AIM OF THE TASK: Beginning with the line where "Write each point like x=413, y=372." appears, retype every remaining line of the data below, both the first and last included.

Stored data entries:
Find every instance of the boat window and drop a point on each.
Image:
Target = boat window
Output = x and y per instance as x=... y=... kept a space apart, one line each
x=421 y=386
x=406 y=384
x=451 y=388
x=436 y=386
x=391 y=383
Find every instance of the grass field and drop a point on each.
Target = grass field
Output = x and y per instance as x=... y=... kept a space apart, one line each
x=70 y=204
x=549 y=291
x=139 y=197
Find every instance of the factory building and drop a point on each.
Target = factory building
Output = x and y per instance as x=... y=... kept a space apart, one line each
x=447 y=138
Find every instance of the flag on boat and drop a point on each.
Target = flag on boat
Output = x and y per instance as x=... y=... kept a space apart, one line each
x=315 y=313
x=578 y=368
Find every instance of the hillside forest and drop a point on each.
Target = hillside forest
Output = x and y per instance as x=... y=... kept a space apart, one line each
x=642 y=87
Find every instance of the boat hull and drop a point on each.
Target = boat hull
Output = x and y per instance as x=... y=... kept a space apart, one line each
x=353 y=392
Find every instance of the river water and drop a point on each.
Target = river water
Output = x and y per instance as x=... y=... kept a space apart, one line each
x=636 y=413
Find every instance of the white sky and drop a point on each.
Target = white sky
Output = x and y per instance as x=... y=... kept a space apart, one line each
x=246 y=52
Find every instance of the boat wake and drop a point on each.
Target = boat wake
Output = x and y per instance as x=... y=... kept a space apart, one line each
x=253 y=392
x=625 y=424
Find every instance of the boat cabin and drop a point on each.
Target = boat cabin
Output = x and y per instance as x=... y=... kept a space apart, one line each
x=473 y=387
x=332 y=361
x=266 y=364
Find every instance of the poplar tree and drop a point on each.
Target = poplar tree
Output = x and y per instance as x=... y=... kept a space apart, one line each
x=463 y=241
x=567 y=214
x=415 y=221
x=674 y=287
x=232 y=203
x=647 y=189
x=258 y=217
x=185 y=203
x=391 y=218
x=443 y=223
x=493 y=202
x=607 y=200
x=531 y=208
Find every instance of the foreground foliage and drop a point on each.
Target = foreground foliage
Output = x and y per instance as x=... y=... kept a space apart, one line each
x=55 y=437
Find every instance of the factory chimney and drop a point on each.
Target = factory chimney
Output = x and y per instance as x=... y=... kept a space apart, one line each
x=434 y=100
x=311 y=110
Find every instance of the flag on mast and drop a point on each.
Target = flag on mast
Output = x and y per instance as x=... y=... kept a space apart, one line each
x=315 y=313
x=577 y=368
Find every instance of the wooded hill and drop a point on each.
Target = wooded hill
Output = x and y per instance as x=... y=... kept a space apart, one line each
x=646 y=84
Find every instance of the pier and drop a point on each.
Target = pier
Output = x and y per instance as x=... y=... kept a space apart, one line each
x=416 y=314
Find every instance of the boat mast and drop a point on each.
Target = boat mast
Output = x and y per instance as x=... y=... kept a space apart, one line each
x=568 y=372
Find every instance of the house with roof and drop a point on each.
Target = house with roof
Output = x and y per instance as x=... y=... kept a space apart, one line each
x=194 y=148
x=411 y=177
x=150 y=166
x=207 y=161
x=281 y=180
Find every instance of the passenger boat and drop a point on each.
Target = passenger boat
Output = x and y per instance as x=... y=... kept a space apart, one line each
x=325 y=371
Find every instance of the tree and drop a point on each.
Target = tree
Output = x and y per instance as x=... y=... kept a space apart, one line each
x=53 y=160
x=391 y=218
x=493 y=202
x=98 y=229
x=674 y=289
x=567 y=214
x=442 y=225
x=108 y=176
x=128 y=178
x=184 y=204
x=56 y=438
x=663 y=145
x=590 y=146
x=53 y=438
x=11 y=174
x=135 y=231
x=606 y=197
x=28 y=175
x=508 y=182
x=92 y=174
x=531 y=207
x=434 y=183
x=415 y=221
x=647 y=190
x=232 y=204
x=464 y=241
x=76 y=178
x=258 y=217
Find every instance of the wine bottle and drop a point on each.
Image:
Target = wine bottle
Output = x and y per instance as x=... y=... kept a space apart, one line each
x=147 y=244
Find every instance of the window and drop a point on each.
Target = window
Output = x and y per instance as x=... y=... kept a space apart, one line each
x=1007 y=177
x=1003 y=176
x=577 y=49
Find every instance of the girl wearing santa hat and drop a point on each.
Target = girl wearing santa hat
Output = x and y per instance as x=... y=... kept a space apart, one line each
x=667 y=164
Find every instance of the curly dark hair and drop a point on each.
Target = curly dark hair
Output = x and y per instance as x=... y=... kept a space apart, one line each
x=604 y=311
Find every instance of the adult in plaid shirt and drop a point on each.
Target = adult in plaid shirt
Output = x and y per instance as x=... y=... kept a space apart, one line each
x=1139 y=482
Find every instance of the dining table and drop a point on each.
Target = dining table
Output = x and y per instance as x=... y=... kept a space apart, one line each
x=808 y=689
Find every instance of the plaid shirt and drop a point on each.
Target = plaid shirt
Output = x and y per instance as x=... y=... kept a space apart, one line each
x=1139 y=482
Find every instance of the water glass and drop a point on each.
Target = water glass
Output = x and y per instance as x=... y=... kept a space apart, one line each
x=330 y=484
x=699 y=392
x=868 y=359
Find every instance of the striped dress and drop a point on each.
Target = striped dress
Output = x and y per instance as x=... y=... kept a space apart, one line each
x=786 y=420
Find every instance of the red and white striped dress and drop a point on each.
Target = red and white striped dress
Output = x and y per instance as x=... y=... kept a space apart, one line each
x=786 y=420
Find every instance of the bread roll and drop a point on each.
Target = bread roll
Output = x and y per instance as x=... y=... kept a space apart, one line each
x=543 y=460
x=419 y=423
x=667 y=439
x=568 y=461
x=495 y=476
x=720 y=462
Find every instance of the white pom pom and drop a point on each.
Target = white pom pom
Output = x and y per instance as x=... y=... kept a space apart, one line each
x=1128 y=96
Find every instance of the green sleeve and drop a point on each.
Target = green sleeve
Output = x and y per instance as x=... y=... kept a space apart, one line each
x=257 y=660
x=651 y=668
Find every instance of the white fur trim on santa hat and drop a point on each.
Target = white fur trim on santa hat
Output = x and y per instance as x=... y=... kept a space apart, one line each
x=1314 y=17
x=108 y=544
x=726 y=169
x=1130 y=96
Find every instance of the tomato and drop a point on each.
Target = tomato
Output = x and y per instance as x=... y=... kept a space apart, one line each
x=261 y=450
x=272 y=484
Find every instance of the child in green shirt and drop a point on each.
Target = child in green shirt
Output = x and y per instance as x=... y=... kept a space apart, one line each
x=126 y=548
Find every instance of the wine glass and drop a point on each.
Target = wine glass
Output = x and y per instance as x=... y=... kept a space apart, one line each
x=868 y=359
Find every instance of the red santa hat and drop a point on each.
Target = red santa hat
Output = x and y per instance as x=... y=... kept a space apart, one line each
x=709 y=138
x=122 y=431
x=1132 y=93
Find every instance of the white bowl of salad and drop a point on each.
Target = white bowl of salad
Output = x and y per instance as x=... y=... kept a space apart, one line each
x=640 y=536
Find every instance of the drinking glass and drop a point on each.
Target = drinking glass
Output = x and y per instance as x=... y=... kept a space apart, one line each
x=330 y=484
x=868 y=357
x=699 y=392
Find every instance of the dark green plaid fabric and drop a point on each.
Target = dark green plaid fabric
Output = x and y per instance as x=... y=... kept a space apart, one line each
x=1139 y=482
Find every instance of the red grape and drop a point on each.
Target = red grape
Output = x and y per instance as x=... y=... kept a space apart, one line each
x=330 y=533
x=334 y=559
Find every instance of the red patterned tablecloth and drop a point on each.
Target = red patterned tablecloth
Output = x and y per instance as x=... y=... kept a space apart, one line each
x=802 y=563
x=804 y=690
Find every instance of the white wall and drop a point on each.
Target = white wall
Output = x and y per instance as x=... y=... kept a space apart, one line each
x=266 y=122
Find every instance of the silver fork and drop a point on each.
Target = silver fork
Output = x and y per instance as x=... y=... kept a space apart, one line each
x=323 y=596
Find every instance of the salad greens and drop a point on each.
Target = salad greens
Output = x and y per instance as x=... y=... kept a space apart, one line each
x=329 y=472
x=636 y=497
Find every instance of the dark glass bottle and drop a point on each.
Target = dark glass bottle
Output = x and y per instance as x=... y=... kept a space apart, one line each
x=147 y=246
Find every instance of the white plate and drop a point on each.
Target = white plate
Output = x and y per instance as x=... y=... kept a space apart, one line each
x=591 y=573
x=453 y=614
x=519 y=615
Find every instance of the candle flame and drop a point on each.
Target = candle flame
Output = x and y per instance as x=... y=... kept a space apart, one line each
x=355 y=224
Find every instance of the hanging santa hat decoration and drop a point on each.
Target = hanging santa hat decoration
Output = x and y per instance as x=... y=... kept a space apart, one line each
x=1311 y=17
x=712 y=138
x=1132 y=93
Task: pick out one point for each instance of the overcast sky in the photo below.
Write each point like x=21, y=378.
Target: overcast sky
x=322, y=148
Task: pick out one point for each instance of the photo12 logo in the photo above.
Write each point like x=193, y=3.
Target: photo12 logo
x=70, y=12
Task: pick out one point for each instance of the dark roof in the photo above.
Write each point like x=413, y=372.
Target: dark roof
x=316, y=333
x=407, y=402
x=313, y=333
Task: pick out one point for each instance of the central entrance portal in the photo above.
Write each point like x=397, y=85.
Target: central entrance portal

COMPLETED EXERCISE:
Write each point like x=413, y=372.
Target: dark roof
x=316, y=333
x=407, y=402
x=313, y=333
Task: pick out one point for each instance of the central entrance portal in the photo above.
Write each point like x=397, y=85.
Target: central entrance portal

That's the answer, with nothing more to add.